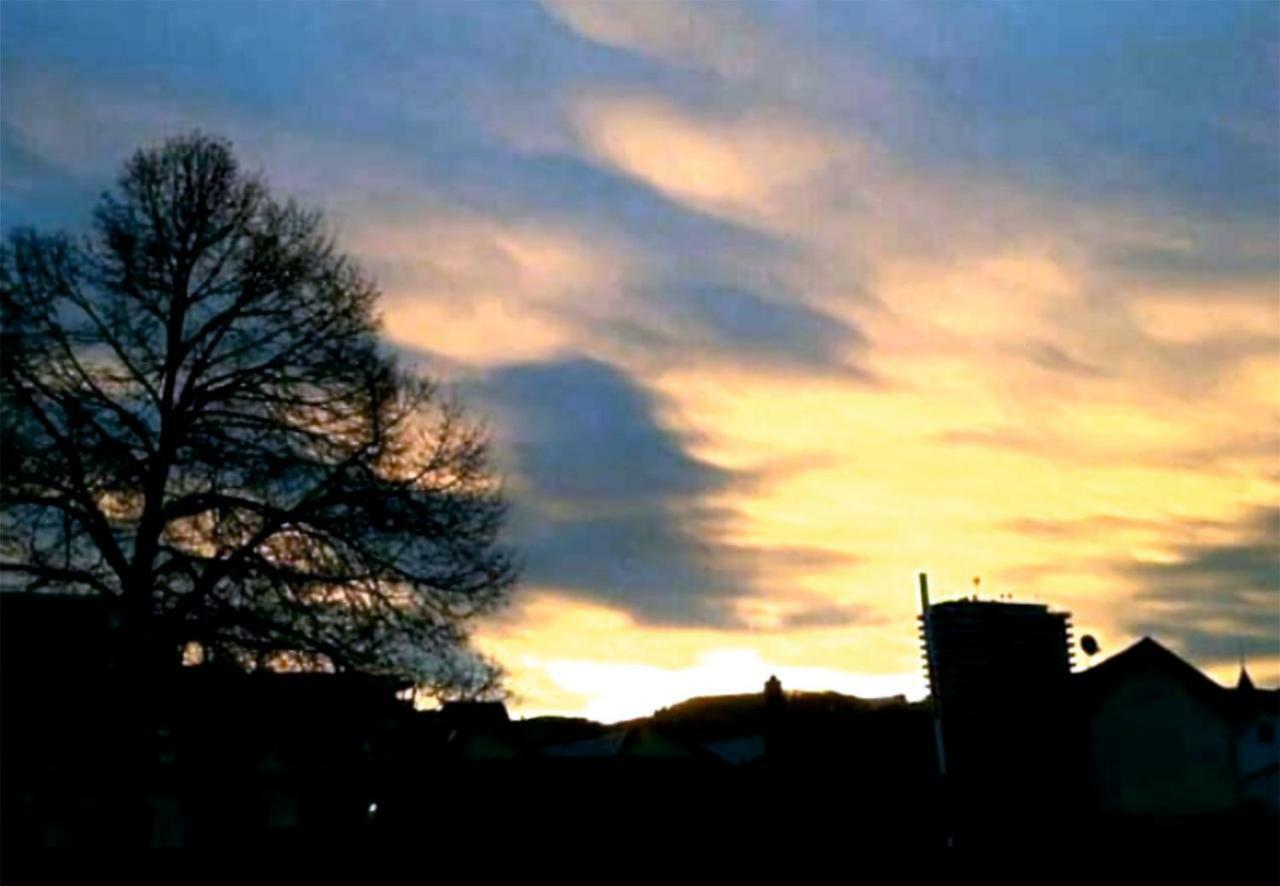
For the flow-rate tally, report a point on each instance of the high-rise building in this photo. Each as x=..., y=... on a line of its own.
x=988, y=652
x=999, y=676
==
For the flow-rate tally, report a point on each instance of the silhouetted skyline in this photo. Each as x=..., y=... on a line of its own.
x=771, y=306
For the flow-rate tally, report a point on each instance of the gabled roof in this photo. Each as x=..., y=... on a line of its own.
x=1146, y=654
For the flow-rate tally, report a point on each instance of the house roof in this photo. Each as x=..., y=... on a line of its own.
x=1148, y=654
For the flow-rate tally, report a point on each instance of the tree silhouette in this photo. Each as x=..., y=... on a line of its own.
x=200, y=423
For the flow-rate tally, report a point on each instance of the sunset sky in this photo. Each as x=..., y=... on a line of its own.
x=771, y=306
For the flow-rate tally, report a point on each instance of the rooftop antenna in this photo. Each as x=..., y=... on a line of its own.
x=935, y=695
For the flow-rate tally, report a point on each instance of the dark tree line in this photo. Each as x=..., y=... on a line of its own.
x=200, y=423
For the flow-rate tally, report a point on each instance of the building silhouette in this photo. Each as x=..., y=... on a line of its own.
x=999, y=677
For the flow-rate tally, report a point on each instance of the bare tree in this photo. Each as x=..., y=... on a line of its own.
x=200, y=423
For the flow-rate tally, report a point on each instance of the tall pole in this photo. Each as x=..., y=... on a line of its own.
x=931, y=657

AIM OF THE EXERCISE – Can you scale the stretch from the line containing "of the house" through the line containing "x=931, y=657" by rewriting each line there, requests included, with every x and y coordinate in the answers multiplied by 0.7 and rounded to a whole number (halves up)? Give back only those rows.

COMPLETE ANSWER –
For the flow-rate tally, report a point on each instance of the house roof in this photo. Each as x=..., y=... on a line of its own.
x=804, y=458
For the flow-rate tally, report a point on each instance of the tree silhouette in this photo. Each as x=..., y=... on a line of its own.
x=140, y=296
For the flow-rate tally, report a point on each instance of the sunset sky in this photo. Each as x=..., y=... on a line of its own.
x=540, y=214
For the flow-rate tally, report a point on each instance of the rooftop antenna in this photo. Each as x=..., y=... on a line of its own.
x=655, y=487
For the flow-rate tally, report a point on each instance of the dark tree line in this photo. Each as x=..., y=... on a line of its own.
x=140, y=296
For the flow-rate tally, report a point on each instance of the building silhouette in this photo. Each as x=..., y=... on a line of its own.
x=699, y=474
For the flow-rate tally, report a point on each instance of the bare tree in this photo. Each as x=..., y=... on a line of its own.
x=140, y=296
For the flow-rate tally, report a point on each instance of the tall pole in this photo. Each as x=..., y=... on a line of its own.
x=652, y=460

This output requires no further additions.